::: READING TEXT
United States District Court, N.D. Illinois
Apr 21, 2004
No. 04 C 1248 (N.D. Ill. Apr. 21, 2004)

Opinion

No. 04 C 1248

April 21, 2004


MEMORANDUM ORDER


City of Des Plaines ("City") and its alderman Thomas Becker ("Becker") have filed their Answer and Affirmative Defenses ("ADs") to the employment discrimination claim brought against them by Debra Lathom ("Lathom") under Title VII and 42 U.S.C. § 1983. This memorandum order is issued sua sponte because of some problematic aspects of that pleading,

It should be added parenthetically that counsel for City and Becker placed the pleading in this District Court's drop box despite the express directive at the drop box location that it is not to be used in connection with cases that are assigned to the calendar of this Court, which requires that all filings be made in its chambers.

To begin with, Answer ¶ 15 declines to respond to the allegations in Complaint ¶ 15 on the premise that those allegations "attempt to state a legal conclusion, which is as a matter of law to be decided by the court." That is just wrong, for legal conclusions are an entirely permissible part of federal pleading — see App. ¶ 2 to State Farm Mut. Auto. Ins. Co. v. Riley, 199 F.R.D. 276, 278 (N.D. Ill. 2001). Accordingly Answer ¶ 15 is stricken, and counsel for City and Decker must file an amendment to the Answer responding to Lathom's allegations.

Several of the ADs are also problematic. Here are their difficulties:

1. A.D. 1 is at odds with the fundamental principle that every affirmative defense (see Fed.R.Civ.P. 8(c)) must admit a plaintiff's allegations but explain why a defendant is nonetheless not liable — see App. ¶ 5 to State Farm. In this instance the AD contradicts Complaint ¶ 16.
2. A.D. 2 poses the same problem, this time because it controverts Complaint ¶¶ 19 and 20.
::::::
::: DATASET ROWS
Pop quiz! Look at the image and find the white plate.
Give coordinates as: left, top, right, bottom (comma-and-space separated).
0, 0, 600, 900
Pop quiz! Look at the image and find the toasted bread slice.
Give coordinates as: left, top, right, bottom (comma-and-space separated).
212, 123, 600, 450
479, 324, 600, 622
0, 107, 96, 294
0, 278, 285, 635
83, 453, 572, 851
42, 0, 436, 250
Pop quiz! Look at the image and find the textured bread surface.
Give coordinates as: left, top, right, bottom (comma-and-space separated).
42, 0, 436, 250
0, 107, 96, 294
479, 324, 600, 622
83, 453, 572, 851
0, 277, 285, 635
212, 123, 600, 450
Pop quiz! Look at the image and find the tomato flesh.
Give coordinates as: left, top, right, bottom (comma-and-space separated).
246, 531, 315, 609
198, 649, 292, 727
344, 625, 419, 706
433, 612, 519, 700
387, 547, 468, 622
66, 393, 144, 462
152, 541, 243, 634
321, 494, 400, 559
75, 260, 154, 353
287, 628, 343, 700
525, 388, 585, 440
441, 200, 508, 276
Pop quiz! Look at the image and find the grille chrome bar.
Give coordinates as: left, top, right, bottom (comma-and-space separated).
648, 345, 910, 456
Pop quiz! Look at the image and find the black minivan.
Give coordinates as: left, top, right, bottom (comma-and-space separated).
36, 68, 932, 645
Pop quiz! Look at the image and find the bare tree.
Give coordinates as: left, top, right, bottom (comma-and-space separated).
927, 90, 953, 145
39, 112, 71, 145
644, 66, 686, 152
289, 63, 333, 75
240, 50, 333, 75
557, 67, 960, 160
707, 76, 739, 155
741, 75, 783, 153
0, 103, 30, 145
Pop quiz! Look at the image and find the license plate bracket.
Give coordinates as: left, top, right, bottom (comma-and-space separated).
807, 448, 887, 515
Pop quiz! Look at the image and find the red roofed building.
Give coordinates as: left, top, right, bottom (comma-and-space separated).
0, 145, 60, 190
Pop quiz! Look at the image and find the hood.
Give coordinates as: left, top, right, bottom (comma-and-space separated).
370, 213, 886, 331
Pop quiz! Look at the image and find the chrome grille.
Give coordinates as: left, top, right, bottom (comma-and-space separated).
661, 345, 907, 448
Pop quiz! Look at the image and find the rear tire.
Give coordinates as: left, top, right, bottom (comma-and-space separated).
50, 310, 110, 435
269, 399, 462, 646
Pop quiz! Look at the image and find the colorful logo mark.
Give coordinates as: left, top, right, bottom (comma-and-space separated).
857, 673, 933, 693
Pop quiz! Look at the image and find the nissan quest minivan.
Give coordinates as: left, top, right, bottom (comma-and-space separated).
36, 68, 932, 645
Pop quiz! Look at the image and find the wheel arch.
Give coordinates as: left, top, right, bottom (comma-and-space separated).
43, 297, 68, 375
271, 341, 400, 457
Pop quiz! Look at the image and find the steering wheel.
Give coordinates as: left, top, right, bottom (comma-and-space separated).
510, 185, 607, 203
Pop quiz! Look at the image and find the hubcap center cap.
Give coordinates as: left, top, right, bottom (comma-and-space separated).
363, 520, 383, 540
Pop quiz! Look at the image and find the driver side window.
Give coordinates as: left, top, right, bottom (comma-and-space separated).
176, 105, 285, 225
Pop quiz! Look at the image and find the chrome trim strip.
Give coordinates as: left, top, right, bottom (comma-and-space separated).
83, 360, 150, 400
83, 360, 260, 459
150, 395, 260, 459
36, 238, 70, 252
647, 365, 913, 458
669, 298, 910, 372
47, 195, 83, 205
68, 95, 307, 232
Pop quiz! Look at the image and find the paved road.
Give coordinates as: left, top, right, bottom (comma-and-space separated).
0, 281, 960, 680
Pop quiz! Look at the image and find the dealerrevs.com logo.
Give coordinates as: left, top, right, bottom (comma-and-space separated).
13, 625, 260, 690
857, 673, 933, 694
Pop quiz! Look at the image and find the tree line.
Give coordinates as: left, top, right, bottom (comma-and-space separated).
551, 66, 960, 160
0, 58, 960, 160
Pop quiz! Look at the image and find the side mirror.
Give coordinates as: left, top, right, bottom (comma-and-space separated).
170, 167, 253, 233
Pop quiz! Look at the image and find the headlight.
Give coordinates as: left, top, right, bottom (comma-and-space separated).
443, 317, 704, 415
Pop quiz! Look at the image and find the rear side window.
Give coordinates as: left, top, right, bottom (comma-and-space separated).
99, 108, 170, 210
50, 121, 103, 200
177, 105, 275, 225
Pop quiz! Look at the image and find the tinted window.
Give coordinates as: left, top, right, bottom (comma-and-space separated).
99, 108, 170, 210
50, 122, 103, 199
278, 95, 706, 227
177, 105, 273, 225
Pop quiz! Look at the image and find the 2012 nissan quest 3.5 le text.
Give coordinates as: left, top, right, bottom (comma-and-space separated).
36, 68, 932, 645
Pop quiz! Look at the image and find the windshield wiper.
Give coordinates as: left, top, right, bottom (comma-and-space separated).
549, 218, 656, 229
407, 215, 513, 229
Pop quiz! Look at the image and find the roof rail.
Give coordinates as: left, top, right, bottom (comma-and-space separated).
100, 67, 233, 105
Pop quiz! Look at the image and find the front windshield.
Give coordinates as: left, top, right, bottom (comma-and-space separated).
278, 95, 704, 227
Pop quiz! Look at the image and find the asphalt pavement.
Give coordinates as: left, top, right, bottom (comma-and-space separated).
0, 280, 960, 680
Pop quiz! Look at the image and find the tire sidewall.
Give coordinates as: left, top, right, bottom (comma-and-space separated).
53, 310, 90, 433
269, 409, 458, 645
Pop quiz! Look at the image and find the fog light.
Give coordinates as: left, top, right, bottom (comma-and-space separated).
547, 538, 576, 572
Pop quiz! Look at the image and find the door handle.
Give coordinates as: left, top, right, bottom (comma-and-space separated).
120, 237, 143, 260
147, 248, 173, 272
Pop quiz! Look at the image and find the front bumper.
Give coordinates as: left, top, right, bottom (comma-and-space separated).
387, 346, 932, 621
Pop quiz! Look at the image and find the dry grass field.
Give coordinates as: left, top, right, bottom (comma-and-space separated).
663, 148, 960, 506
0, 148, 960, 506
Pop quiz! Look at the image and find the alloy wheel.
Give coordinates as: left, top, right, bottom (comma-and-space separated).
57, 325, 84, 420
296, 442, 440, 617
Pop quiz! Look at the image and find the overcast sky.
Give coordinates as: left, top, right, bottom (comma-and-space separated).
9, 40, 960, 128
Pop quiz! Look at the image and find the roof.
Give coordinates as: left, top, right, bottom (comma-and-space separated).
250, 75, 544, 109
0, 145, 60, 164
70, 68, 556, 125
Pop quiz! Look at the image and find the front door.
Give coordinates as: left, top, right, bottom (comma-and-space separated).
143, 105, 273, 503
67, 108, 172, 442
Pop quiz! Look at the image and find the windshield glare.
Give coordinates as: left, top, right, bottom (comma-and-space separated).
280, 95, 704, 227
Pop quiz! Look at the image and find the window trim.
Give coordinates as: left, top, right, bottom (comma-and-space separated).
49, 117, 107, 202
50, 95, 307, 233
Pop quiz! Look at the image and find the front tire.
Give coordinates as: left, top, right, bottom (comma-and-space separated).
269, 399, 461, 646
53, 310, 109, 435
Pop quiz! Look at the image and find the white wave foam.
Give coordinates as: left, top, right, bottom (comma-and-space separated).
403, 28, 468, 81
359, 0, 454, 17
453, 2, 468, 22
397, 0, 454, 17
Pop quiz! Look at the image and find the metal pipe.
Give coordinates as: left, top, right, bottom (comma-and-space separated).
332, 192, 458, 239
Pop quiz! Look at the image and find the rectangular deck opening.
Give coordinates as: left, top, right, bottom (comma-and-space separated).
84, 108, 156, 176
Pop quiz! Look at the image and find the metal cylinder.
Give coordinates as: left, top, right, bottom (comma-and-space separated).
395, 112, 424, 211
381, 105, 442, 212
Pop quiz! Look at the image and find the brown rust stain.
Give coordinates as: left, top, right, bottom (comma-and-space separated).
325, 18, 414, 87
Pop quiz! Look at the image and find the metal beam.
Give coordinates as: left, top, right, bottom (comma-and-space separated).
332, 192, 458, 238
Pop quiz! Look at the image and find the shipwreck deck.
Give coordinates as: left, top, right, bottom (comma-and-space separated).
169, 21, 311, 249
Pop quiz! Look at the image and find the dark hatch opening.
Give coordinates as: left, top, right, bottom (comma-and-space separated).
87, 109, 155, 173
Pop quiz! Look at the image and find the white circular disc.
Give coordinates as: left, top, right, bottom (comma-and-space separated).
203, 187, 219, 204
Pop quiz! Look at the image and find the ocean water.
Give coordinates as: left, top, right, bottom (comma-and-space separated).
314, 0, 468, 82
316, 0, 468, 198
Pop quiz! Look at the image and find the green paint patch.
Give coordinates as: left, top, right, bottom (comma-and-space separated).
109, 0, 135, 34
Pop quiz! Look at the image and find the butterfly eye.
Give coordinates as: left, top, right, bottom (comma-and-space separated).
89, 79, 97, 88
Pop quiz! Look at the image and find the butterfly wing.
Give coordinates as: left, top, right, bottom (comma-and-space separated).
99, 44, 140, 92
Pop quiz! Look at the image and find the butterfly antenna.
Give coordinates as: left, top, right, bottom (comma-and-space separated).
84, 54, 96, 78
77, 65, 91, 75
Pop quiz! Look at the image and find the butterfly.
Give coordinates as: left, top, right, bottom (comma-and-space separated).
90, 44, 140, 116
::::::
- **REQUIRED TASK**
Reproduce the court order word for word, from "April 21, 2004" up to and including "in its chambers.".

- **CORRECT ANSWER**
April 21, 2004


MEMORANDUM ORDER


City of Des Plaines ("City") and its alderman Thomas Becker ("Becker") have filed their Answer and Affirmative Defenses ("ADs") to the employment discrimination claim brought against them by Debra Lathom ("Lathom") under Title VII and 42 U.S.C. § 1983. This memorandum order is issued sua sponte because of some problematic aspects of that pleading,

It should be added parenthetically that counsel for City and Becker placed the pleading in this District Court's drop box despite the express directive at the drop box location that it is not to be used in connection with cases that are assigned to the calendar of this Court, which requires that all filings be made in its chambers.